[start of SELECTED EXTRACT]

4.7.1 Documents or Source Code. The data dependency of sequences is usually inferred via static analysis. Because many applications have documents or source code describing their interfaces, researchers infer the data dependency based on those resources [8, 53, 59, 86, 110, 117]. The resources contain information about how to use an interface and the prerequisites for the interface. When fuzzing generates inputs including an interface, fuzzing is also required to generate the prerequisites for the interface. Otherwise, the generated input will be refused at an early stage. However, the static analysis introduces high false positives and misses dependencies of interfaces.
Therefore, when having access to the source code of PUTs, a better solution is to combine static analysis and dynamic analysis [95].
4.7.2 Real-world Programs. Many real-world programs implement code lines to call interfaces, which have already considered the data dependency of interfaces. Therefore, fuzzing can synthesize new programs that call the interfaces based on program slicing of the real-world programs [10]. Besides, the data dependency can be inferred by analyzing execution logs of those real-world programs [77, 83, 142]. The execution logs explicitly contain the ordering information of interfaces, i.e., the information about which interface is executed first. Moreover, the execution logs implicitly contain the information of argument dependency between interfaces. In order to obtain explicit and implicit information, fuzzing hooks each interface when executing a real-world program and records desired information.
Gap 2: The reduction of input space relies on grouping the input bytes that are syntactically and/or semantically related. The advantage of grouping bytes is the improvement of eficiency in exploring more execution states. That is, fuzzing is more likely to satisfy path constraints so that it explores deep code regions guarded by these constraints.
5 AUTOMATION
Automatic execution is the basis of applying fuzzing theory and input space reduction approaches. Fuzzing repeatedly executes PUTs and monitors executions for exceptions, and the exceptions are further verified about whether they are bugs or not. Therefore, in order to succeed in fuzzing, the first requirement is to run PUTs automatically and repeatedly. Most fuzzers have already succeeded in testing command-line software, but they cannot be directly utilized for other targets, such as hardware or polyglot software [18]. The second requirement is the automatic indicator of potential bugs. Currently, fuzzing uses crashes as a sign of potential bugs. Yet, many bugs are not manifested as crashes, such as data races. Because the nature of fuzzing is to test targets repeatedly, the third requirement is the high execution speed of fuzzing. A higher execution speed indicates that more test cases are examined in the same time budget, which offers higher opportunity to find defects.
5.1 Automatic Execution of PUTs
Fuzzing is utilized for diverse applications, which require different engineering efforts to automatize the fuzzing processes. This section introduces several kinds of applications where fuzzing has successfully automatized the testing.

[end of SELECTED EXTRACT]

> [STATED TASK 1]: From the passage on fuzzing, extract word for word the stretch that begins at the words "Gap 2: The reduction" and stops after the words "by these constraints.".

[start of DATA SUPPLIED]

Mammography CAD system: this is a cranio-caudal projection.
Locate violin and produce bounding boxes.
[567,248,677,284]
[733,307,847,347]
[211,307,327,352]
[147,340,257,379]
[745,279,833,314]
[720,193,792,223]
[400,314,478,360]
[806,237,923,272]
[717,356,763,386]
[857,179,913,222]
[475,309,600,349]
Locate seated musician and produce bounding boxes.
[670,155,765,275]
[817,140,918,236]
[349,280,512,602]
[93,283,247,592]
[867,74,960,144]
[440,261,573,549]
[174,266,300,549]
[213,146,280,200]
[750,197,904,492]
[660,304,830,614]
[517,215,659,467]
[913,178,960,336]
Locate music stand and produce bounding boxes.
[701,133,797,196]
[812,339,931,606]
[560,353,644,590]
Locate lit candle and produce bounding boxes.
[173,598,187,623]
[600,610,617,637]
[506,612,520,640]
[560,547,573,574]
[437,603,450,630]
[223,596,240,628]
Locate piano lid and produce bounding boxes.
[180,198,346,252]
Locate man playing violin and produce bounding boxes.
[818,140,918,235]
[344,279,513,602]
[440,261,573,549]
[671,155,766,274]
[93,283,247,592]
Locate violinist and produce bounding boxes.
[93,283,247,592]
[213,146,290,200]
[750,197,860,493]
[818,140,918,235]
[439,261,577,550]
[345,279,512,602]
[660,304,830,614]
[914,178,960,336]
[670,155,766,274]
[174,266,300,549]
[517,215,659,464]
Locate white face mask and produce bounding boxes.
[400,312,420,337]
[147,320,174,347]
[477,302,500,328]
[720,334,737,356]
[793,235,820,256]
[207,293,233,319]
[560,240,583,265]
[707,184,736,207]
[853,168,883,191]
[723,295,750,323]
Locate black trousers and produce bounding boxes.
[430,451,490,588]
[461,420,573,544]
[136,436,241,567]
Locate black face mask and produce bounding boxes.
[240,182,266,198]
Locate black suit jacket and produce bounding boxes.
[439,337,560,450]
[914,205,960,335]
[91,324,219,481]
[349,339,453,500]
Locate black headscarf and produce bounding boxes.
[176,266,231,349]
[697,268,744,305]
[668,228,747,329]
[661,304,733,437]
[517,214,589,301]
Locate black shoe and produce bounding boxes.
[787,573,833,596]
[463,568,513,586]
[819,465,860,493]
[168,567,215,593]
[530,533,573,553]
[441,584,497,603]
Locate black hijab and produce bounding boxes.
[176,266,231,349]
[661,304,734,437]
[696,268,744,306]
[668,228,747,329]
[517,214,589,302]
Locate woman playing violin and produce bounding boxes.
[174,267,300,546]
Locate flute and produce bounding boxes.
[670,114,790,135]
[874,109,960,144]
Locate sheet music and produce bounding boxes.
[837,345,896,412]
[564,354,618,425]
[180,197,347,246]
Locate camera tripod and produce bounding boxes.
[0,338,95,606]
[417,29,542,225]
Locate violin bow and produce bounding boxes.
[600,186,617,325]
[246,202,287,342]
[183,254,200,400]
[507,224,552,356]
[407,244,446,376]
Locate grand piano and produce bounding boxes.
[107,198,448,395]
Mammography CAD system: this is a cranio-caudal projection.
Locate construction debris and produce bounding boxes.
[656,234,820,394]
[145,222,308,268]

[end of DATA SUPPLIED]

> [STATED TASK 2]: Copy the listing verbatim, beginning at the line that has "Locate violin bow and produce bounding boxes." and stopping after the last line of the listing.

> [EXERCISE RESPONSE 1]:
Gap 2: The reduction of input space relies on grouping the input bytes that are syntactically and/or semantically related. The advantage of grouping bytes is the improvement of eficiency in exploring more execution states. That is, fuzzing is more likely to satisfy path constraints so that it explores deep code regions guarded by these constraints.

> [EXERCISE RESPONSE 2]:
Locate violin bow and produce bounding boxes.
[600,186,617,325]
[246,202,287,342]
[183,254,200,400]
[507,224,552,356]
[407,244,446,376]
Locate grand piano and produce bounding boxes.
[107,198,448,395]
Mammography CAD system: this is a cranio-caudal projection.
Locate construction debris and produce bounding boxes.
[656,234,820,394]
[145,222,308,268]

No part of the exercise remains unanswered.